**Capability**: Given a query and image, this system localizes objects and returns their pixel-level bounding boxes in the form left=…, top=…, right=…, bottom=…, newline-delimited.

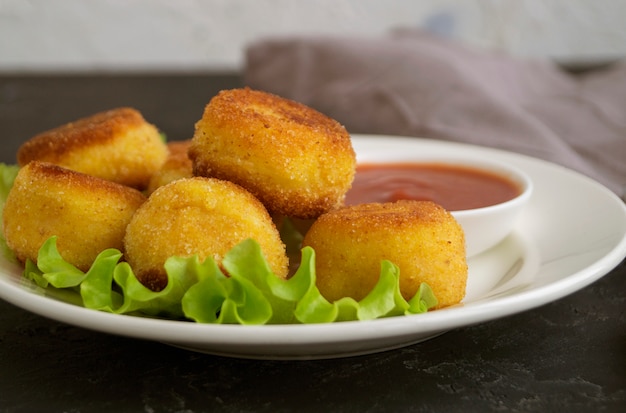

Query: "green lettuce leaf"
left=37, top=236, right=89, bottom=288
left=0, top=163, right=19, bottom=210
left=0, top=163, right=20, bottom=262
left=22, top=235, right=437, bottom=324
left=80, top=250, right=124, bottom=311
left=24, top=258, right=49, bottom=288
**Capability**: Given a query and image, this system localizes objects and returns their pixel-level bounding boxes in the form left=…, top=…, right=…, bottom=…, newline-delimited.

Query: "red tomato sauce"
left=345, top=163, right=521, bottom=211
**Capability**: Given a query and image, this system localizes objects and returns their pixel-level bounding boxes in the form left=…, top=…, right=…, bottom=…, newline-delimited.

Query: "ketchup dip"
left=344, top=162, right=522, bottom=211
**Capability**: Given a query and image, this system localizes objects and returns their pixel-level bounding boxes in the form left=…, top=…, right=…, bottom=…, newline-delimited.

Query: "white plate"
left=1, top=135, right=625, bottom=360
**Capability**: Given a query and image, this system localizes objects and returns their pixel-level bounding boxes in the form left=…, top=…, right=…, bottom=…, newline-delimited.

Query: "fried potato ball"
left=17, top=107, right=168, bottom=190
left=2, top=161, right=146, bottom=271
left=302, top=200, right=467, bottom=308
left=189, top=88, right=356, bottom=219
left=146, top=140, right=193, bottom=195
left=123, top=177, right=289, bottom=291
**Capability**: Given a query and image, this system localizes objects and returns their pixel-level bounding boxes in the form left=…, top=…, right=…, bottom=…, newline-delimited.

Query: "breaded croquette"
left=17, top=107, right=168, bottom=190
left=2, top=161, right=146, bottom=271
left=123, top=177, right=289, bottom=291
left=189, top=88, right=356, bottom=219
left=146, top=140, right=193, bottom=195
left=302, top=200, right=467, bottom=308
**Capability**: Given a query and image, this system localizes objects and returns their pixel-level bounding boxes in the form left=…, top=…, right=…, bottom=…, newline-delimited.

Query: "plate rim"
left=1, top=134, right=625, bottom=357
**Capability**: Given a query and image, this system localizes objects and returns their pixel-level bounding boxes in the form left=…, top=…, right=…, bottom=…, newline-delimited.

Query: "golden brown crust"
left=302, top=200, right=467, bottom=308
left=2, top=161, right=146, bottom=271
left=16, top=107, right=168, bottom=189
left=17, top=108, right=145, bottom=164
left=124, top=177, right=289, bottom=291
left=164, top=139, right=193, bottom=160
left=189, top=88, right=356, bottom=219
left=22, top=161, right=148, bottom=203
left=146, top=140, right=193, bottom=195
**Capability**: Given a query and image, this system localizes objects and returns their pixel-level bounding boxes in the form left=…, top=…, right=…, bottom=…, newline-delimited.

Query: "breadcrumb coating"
left=302, top=200, right=467, bottom=308
left=2, top=161, right=146, bottom=271
left=17, top=107, right=168, bottom=189
left=189, top=88, right=356, bottom=219
left=124, top=177, right=289, bottom=291
left=146, top=140, right=193, bottom=195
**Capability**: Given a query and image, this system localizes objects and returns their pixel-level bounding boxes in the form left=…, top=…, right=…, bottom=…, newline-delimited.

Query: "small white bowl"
left=349, top=156, right=533, bottom=258
left=447, top=159, right=533, bottom=257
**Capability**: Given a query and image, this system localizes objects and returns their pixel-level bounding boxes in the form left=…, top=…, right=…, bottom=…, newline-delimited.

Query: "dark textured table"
left=0, top=74, right=624, bottom=413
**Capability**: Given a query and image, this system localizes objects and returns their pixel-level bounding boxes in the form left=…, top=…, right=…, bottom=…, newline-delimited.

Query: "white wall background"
left=1, top=0, right=625, bottom=73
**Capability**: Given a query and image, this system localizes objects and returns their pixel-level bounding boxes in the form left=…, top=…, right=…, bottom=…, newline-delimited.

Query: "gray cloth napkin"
left=244, top=30, right=626, bottom=197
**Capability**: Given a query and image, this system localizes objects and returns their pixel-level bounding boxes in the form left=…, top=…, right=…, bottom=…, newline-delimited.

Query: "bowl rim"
left=442, top=157, right=534, bottom=215
left=355, top=156, right=534, bottom=215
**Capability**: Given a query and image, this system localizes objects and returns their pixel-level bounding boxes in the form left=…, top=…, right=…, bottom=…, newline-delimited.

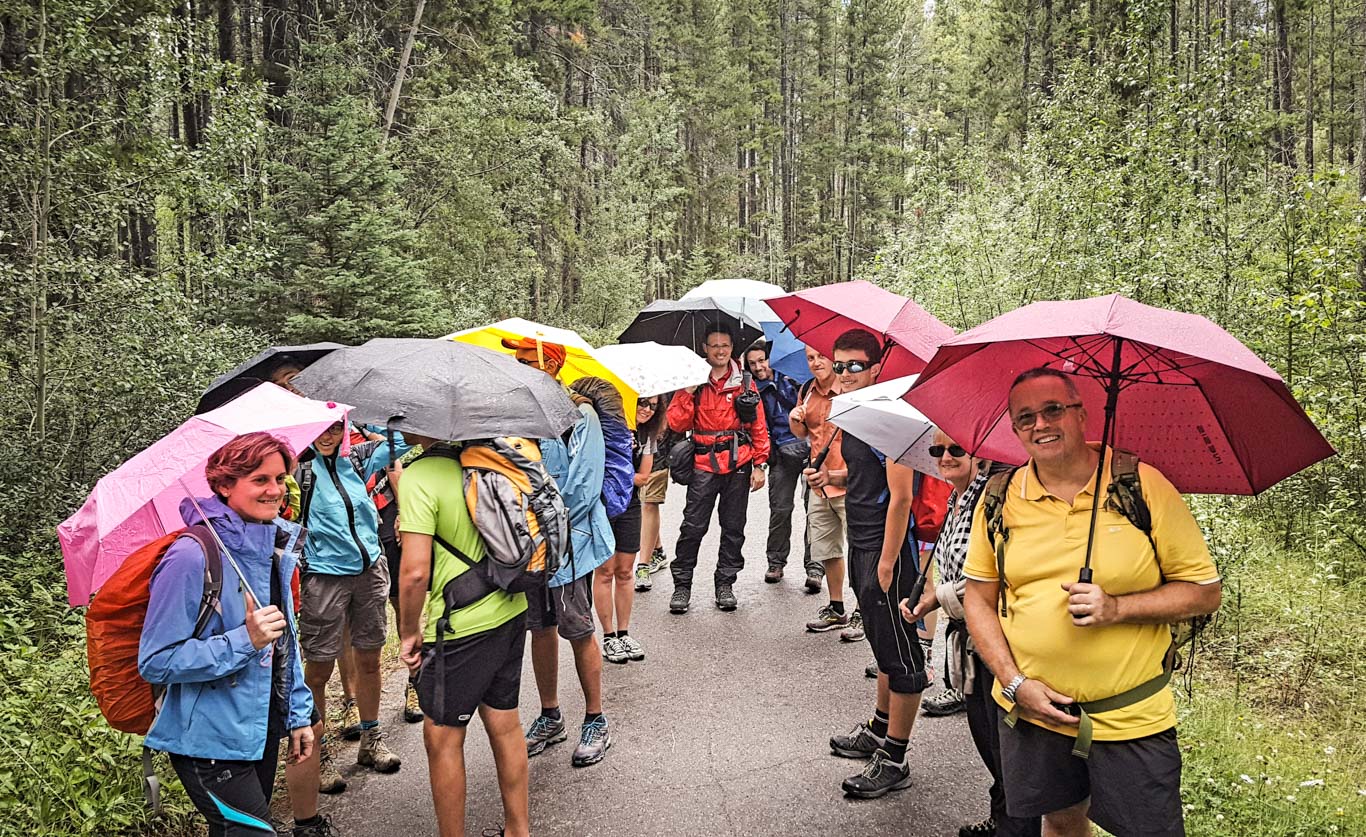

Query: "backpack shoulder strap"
left=981, top=467, right=1020, bottom=618
left=1106, top=449, right=1153, bottom=548
left=182, top=524, right=223, bottom=638
left=296, top=459, right=316, bottom=525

= = = =

**The problem**
Could you print all of the entries exactly, skipping the images?

**Result for this task**
**Capability**: Given a query and image, this system localizes objects and returns their pixel-level bounding boxes in the form left=…, top=…, right=…, bottom=…, newline-delimited.


Query: "green lettuce leaf"
left=37, top=236, right=89, bottom=288
left=0, top=163, right=19, bottom=210
left=0, top=163, right=20, bottom=262
left=22, top=235, right=437, bottom=324
left=80, top=250, right=124, bottom=311
left=24, top=258, right=49, bottom=288
**Capability**: Given a query and image, this system localizes objects and returns their pixel-level bounding boxes in the form left=…, top=…, right=…, bottom=…, newline-delimited.

Query: "red tomato sauce"
left=345, top=163, right=521, bottom=211
**Capability**: Given a query and image, this system localizes objects and returns their pixel-level bounding boxes in the form left=…, top=…, right=…, bottom=…, newline-delimited.

Query: "ketchup dip"
left=344, top=162, right=522, bottom=211
**Capability**: Given a query and image, this system localizes objects and returns their pixel-level bounding boxes in the form left=…, top=…, right=…, bottom=…, newline-delimited.

Query: "white plate"
left=1, top=135, right=625, bottom=360
**Capability**: Given a query and image, this system localizes objects and returns their pixel-level bounding boxes in the form left=…, top=…, right=…, bottom=…, newline-delimited.

Query: "fried potato ball"
left=17, top=107, right=168, bottom=190
left=2, top=161, right=146, bottom=271
left=302, top=200, right=467, bottom=308
left=189, top=88, right=356, bottom=219
left=146, top=140, right=193, bottom=195
left=123, top=177, right=289, bottom=291
**Capability**: Given a query and image, this system localizes objects and returns their pixel-level bounding boxes in the form left=…, top=…, right=…, bottom=…, newline-delimited.

Query: "breaded croquette"
left=17, top=107, right=168, bottom=190
left=2, top=161, right=146, bottom=271
left=123, top=177, right=289, bottom=291
left=189, top=88, right=356, bottom=219
left=146, top=140, right=193, bottom=195
left=302, top=200, right=467, bottom=308
**Capability**: Given a query and image, this system localizes objects and returns their pixel-level bounding boxes in the form left=…, top=…, right=…, bottom=…, newline-delimited.

Query: "plate rim"
left=1, top=134, right=625, bottom=357
**Capability**: Given a query and image, this system localizes objects and returns their pixel-level bounding boxes in the form left=…, top=…, right=…, bottom=…, newline-delimited.

Query: "golden brown crust"
left=302, top=200, right=467, bottom=308
left=2, top=161, right=146, bottom=271
left=16, top=107, right=168, bottom=189
left=17, top=108, right=145, bottom=164
left=124, top=177, right=289, bottom=291
left=164, top=139, right=193, bottom=160
left=189, top=88, right=356, bottom=219
left=22, top=161, right=148, bottom=203
left=146, top=140, right=193, bottom=195
**Capability**: Given a query and image, this system localizes objects and returns their pixel-level bounding boxes in the form left=…, top=…, right=…, bottom=…, newline-delimited.

Query: "breadcrumb coating"
left=302, top=200, right=467, bottom=308
left=2, top=161, right=146, bottom=271
left=17, top=107, right=168, bottom=189
left=189, top=88, right=356, bottom=219
left=124, top=177, right=289, bottom=291
left=146, top=140, right=193, bottom=195
**Capability**: Given a query and image, this system localizes objects and returns their pixel-level bounding boxes in the form left=…, top=…, right=…, bottom=…, newline-delimited.

Query: "small white bowl"
left=349, top=156, right=533, bottom=258
left=447, top=159, right=533, bottom=257
**Capability**: Given a query and image, this system localizes objects and returns their pixel-level bounding boxes in the form left=…, top=…, right=…, bottom=…, newline-delimited.

Query: "dark textured table"
left=0, top=74, right=624, bottom=413
**Capability**: Given a query and image, this system localizes objects and returns their pixel-level bounding boxes in the form left=…, top=…, right=…, bottom=…, newline-delimited.

Query: "white wall background"
left=1, top=0, right=625, bottom=73
**Capability**: Given a query and image, this system localizes objects and returns their pixel-level bounding boxes in the form left=…, top=…, right=…, bottom=…, newline-delimited.

Query: "gray cloth napkin"
left=244, top=30, right=626, bottom=197
**Capability**: Given a query and image, this system localizes objects and returns their pixel-level bounding boxes in the form left=…, top=…, right=…, bottom=…, newline-delimited.

Query: "bowl rim"
left=442, top=157, right=534, bottom=215
left=355, top=156, right=534, bottom=215
**Capability**: Given a query and image, this system localizes objects and returns their pixel-level bounding boxes in the form left=…, top=…, right=…, bottom=…, newline-delimited.


Query: "backpack shoulder strap"
left=981, top=467, right=1020, bottom=618
left=1106, top=449, right=1153, bottom=548
left=182, top=524, right=223, bottom=638
left=296, top=459, right=316, bottom=525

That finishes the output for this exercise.